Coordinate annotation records
— begin —
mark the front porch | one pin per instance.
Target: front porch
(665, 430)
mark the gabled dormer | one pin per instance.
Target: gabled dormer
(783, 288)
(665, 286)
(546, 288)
— end —
WRITTEN INSTRUCTION => Rewrite every row above with "front porch" swapped for "entry porch" and everything else left unchanged.

ANSWER BELOW =>
mark the entry porch | one pin per instance.
Target: entry porch
(665, 430)
mark the gabled dormer | one pin per instance.
Target: gabled dormer
(783, 288)
(665, 286)
(546, 288)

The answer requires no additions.